What’s going on with the UK’s Gender Recognition Act?
The UK government is currently holding a public consultation to reform its 2004 Gender Recognition Act.
Currently, trans people wishing to legally change gender have to provide extensive documentation to a Gender Recognition Panel.
The documentation must show the applicant is at least 18 years old and has been living as their preferred gender for over two years. They must also have been diagnosed with gender dysphoria. If they are married, their spouse needs to also give consent for them to change gender.
If they have all their documentation in order, the panel – who they don’t meet – grants them legal recognition of their true gender.
However, trans people want to be able to change their gender by ‘self-identification’.
They say the current process is long, costly and overly-bureaucratic. They say too many get turned down by the panel, and appealing any decision is near impossible. The process has put off many trans people from even applying for legal recognition.
On the other hand, self-identifying would be a far simpler process. It would not require a medical diagnosis, could include recognising non-binary identities and be accessible to 16–17 year olds.
‘Having known since I was two that I was male,’ says trans activist Jake Graf, ‘being forced to gather “proof” to that effect felt demeaning. The considerable financial cost and the knowledge that if I “failed” there was no appeal process made the experience unpleasant, stressful and time consuming.
‘That was ten years ago, and as neighboring countries embrace the right to self identify as trans, the UK is falling behind in terms of transgender rights and needs an update.’
UK government advised to update the act
In 2017, the UK government carried out an ‘LGBT survey’. It concluded current legislation is not adequately serving trans people. Indeed, only 12% of trans respondents who had started or completed their transition had used the Gender Recognition process.
A cross-party advisory group advised the government to allow trans people to self-identify. To the surprise of some, Prime Minister Theresa May, leader of the Conservatives, said she was in favor of updating the act. The Government launched the current consultation.
Yet some critics are unhappy with these plans. They argue it will give men who are sexual predators free reason to enter women’s only spaces such as changing rooms and toilets.
However, although the plans might seem radical to some, several other countries have already implemented such legislative change without incident. They are as follows.
• Ireland – Gender Recognition Bill (2015)
A person over the age of 18 can change their gender by way of a ‘statutory declaration’. A report published in 2017 found 297 trans people had been issued with gender recognition certificates since the bill was updated in 2015.
• Malta – Gender Identity, Gender Expression and Sex Characteristics Act (2015)
A person over the age of 16 can change their gender by way of a ‘statutory declaration’.
• Norway – Legal Gender Amendment Act (2016)
Any person over the age of 16 can change their gender and name by submitting a short document to the local tax office. Young people between 6 and 16 can access the process if at least one parent consents to it
• Argentina – Gender Identity Law (2012)
A person over the age of 18 can change their name and gender by submitting a document to the National Bureau of Vital Statistics. The law also gives adults access to sex reassignment surgery and hormone therapy as a part of their public or private health care plans.
• Portugal – Gender identity law (2018)

DATASET CONTENT>
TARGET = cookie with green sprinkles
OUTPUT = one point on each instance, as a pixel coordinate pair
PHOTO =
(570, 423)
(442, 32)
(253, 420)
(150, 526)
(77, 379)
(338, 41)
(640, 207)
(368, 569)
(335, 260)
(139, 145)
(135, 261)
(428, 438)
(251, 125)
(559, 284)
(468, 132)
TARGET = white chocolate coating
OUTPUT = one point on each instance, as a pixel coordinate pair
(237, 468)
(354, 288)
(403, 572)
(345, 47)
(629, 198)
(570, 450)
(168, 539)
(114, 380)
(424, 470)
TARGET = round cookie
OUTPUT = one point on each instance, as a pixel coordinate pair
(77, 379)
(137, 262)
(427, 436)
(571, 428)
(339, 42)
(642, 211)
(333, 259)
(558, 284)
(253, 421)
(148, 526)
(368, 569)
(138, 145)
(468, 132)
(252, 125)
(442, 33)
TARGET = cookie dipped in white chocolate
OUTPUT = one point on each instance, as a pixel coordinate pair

==

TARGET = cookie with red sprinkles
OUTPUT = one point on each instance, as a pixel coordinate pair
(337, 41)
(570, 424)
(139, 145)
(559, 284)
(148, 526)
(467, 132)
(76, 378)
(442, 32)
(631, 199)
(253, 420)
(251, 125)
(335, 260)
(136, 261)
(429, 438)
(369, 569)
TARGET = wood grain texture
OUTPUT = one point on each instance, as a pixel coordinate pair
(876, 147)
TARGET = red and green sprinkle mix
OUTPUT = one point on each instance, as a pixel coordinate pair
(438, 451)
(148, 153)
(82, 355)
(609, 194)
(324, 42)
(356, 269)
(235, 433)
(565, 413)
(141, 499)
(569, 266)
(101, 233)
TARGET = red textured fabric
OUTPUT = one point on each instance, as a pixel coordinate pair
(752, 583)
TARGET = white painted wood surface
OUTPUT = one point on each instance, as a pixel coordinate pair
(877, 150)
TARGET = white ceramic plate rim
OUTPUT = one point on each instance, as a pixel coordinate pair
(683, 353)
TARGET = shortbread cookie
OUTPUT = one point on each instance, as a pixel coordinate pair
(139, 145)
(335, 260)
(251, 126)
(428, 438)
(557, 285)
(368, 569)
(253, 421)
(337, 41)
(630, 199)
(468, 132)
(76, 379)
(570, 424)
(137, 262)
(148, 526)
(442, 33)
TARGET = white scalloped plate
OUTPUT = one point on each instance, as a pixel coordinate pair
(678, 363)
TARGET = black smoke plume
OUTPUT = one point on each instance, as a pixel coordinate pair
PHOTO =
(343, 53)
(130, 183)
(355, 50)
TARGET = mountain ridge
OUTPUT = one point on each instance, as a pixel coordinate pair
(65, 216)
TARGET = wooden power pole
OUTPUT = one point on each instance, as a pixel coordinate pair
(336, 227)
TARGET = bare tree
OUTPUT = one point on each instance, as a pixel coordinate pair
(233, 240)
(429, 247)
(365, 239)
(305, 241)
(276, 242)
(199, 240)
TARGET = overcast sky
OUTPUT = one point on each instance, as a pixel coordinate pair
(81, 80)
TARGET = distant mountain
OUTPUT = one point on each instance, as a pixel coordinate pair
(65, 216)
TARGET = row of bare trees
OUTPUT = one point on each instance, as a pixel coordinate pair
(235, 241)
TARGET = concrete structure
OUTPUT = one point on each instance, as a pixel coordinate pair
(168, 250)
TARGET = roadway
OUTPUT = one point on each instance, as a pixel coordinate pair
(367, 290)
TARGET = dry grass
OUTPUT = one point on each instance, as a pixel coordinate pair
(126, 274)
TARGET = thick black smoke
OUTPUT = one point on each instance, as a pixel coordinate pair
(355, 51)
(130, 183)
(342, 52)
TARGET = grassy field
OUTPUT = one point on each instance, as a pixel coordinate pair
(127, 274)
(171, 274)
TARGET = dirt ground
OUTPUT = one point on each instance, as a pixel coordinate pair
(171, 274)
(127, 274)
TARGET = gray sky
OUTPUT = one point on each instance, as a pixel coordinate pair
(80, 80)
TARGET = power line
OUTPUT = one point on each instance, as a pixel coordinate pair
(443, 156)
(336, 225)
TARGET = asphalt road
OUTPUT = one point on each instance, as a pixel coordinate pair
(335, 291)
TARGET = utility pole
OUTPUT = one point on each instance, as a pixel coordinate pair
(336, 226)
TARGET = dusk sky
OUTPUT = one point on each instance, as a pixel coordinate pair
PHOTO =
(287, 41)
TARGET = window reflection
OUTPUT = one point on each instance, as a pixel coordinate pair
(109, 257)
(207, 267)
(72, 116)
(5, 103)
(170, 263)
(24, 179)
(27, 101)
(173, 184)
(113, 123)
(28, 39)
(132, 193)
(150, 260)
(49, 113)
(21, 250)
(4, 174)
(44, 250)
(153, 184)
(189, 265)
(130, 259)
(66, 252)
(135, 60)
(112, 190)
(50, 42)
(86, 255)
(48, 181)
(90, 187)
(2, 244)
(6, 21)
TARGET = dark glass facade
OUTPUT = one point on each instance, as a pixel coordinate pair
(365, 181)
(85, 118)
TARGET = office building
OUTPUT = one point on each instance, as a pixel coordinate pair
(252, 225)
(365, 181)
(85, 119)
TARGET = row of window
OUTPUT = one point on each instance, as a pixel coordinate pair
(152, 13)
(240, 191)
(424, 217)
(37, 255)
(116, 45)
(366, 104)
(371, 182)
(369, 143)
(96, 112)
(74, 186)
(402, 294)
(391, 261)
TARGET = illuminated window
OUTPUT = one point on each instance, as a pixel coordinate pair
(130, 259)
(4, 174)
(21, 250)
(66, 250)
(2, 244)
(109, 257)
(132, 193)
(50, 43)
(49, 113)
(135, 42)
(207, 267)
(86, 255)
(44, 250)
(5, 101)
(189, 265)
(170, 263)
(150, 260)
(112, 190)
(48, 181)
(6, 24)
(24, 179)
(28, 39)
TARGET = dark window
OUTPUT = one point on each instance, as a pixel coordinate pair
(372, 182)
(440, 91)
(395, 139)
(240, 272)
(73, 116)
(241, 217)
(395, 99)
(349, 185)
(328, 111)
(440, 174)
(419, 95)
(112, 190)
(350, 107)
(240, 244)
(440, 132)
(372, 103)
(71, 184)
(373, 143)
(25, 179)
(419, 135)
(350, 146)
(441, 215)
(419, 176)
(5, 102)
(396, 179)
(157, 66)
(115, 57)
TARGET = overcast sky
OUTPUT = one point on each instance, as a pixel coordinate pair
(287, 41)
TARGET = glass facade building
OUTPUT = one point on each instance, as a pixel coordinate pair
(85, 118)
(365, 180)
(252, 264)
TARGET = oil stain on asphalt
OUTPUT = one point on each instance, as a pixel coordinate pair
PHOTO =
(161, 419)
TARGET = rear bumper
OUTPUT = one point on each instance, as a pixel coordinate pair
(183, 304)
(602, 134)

---

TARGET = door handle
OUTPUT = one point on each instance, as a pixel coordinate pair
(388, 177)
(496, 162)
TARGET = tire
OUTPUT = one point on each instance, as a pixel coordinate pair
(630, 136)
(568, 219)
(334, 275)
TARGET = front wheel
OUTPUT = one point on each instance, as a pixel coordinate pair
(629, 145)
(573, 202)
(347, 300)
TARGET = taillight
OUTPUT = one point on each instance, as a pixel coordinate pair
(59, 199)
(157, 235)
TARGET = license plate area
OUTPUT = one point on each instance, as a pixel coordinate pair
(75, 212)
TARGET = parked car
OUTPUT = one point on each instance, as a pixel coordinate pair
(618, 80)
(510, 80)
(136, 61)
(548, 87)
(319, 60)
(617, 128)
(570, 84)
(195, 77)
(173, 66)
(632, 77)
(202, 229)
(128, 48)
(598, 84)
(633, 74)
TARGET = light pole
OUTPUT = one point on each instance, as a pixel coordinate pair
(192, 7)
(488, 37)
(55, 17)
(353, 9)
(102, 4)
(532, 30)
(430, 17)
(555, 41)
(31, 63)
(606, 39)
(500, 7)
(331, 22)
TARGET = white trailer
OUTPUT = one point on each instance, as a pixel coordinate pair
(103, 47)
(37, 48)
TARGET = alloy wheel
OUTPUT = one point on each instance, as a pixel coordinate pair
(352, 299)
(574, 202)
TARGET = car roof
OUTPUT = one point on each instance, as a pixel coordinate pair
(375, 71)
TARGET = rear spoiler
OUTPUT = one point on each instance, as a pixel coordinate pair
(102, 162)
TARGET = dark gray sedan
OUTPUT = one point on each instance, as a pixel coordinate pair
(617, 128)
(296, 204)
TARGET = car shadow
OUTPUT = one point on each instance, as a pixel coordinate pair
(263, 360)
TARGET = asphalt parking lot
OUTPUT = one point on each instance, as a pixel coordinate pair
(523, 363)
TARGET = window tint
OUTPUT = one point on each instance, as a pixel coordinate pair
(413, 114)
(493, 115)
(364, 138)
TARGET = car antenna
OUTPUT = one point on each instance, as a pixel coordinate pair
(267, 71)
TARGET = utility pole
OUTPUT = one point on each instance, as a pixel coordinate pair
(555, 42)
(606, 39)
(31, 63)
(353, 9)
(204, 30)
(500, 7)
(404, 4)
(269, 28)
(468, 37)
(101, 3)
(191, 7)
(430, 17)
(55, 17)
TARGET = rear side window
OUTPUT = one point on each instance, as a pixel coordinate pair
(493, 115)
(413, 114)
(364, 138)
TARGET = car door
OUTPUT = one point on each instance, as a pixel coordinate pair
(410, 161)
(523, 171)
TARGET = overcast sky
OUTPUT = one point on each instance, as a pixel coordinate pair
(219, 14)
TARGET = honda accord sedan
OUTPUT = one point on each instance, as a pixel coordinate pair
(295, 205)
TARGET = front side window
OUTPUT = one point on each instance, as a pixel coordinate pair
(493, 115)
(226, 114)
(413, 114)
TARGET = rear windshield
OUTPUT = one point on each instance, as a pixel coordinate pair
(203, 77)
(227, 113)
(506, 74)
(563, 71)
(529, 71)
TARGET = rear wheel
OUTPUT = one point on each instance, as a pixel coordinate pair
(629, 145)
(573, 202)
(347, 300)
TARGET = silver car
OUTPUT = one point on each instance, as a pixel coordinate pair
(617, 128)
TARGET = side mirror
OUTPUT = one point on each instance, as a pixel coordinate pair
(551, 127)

PROBLEM DETAILS> Continue the text on the UK's Gender Recognition Act from the point where it stops. The lines above are separate material with no connection to the Gender Recognition Act text.

RESPONSE>
A person over the age of 16 can change their gender by making a statutory declaration. The legislation also makes it illegal to perform unnecessary surgery on intersex babies.
• Belgium – Legal Gender Recognition Law (2017)
A person from the age of 16 can change their gender by submitting a document to the civil registry. The process includes a three-month waiting period.
Clearly, for some countries, the proposals being debated in the UK are not new or controversial.
Not allowing people to self-identify
When a person’s legal documentation does not match their preferred gender it can cause significant harm. In 2015 Vikki Thompson, an English trans woman, was sent to a men’s prison in Leeds. She died by suicide in November of the same year, after warning authorities that being placed in a men’s prison would be detrimental to her health.
Not only does the current law harm trans people but advocates for updating the GRA says services that cater to women would be largely unaffected by the changes.
In Scotland, which is covered by the act, a collection of organisations, including Zero Tolerance, Scottish Women’s Aid and Rape Crisis Scotland, published their views on updating the Gender Recognition Act.
In regards to how proposed legislation will affect their services, they collectively state: ‘We are not aware that any women’s organisation or group currently in our networks requires sight of a birth certificate in order to grant access to services or membership. All access to membership and services is based on self-identification.’
‘Single sex spaces are protected by all sorts of laws,’ says Helen Belcher of Trans Media Watch. These laws include the Equality Act, public order acts and acts around gross indecency.
‘None of these will change. No one is advocating for single-sex spaces to be eliminated.
‘Single sex spaces, like women’s refuges, undertake risk assessments to determine who is safe to enter. They have to do this, otherwise they could unwittingly unleash an abusive or violent lesbian on their female partner who is seeking refuge. That won’t change.’
The deadline to participate in the UK’s government’s consultation is 11pm this Friday (19 October).
Any members of the British public can respond. LGBT advocacy charity Stonewall has published advice about how to complete the consultation. The consultation is particularly interested in hearing from trans people or those from organisations who provide gender-specific services.